File spoon-archives/phillitcrit.archive/phillitcrit_1998/phillitcrit.9806, message 37


Date: Mon, 29 Jun 1998 15:06:09 -0230 (NDT)
From: Walter Okshevsky <wokshevs-AT-morgan.ucs.mun.ca>
Subject: Re: PLC: Truth and its friends




On Wed, 13 May 1998, Howard Hastings wrote:

> On Tue, 12 May 1998, Eric Yost wrote:
> 
> > I would argue that the real truth of our existence is PRIVATE, and that the
> > socialized language games of verification are but a template through which
> > we experience truth and falsehood, a method of appealing to an introjected
> > authority saying "Look!  Look!  I am making true claims."
> 
> If authority is introjected--i.e., internalized from some social matrix
> outside the individual--in what sense could truth be private? 
> > 
> > [For this reason, certain kinds of art may venture further into truth by
> > summing up the unverifiable. 
> 
> How does one distinguish between "summing" and "verifying" here?  Seems
> like summation would be a kind of verification, or at least presume such.

**Input data:**
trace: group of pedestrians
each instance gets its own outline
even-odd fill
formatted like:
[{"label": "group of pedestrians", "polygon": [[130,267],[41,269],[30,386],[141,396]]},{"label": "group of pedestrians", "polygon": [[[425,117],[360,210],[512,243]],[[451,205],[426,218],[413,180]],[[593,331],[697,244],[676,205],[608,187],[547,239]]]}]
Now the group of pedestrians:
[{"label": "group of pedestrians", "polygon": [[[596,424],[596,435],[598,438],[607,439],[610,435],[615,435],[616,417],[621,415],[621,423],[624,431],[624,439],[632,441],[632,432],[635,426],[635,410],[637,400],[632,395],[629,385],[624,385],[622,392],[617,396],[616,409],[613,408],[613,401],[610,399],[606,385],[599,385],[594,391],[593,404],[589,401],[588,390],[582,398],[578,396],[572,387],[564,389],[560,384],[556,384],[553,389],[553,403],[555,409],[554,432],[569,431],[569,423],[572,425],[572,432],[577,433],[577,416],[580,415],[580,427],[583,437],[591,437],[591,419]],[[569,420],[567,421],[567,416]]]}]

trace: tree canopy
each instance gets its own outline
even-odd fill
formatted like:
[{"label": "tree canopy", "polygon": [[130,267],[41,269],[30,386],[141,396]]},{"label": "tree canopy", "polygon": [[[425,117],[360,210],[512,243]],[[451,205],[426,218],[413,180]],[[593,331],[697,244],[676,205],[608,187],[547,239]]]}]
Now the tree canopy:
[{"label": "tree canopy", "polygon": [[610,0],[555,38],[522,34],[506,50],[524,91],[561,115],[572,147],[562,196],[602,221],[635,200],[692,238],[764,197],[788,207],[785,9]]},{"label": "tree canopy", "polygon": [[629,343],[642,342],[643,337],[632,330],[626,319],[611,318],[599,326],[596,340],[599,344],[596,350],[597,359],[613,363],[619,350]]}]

**What needs to be done:** Update the mailing list message from "On Wed, 13 May" to "truth be private?", changing "authority" to "power" throughout that passage. The listing has no connection to the text.

**Output below:**
On Wed, 13 May 1998, Howard Hastings wrote:

> On Tue, 12 May 1998, Eric Yost wrote:
> 
> > I would argue that the real truth of our existence is PRIVATE, and that the
> > socialized language games of verification are but a template through which
> > we experience truth and falsehood, a method of appealing to an introjected
> > power saying "Look!  Look!  I am making true claims."
> 
> If power is introjected--i.e., internalized from some social matrix
> outside the individual--in what sense could truth be private?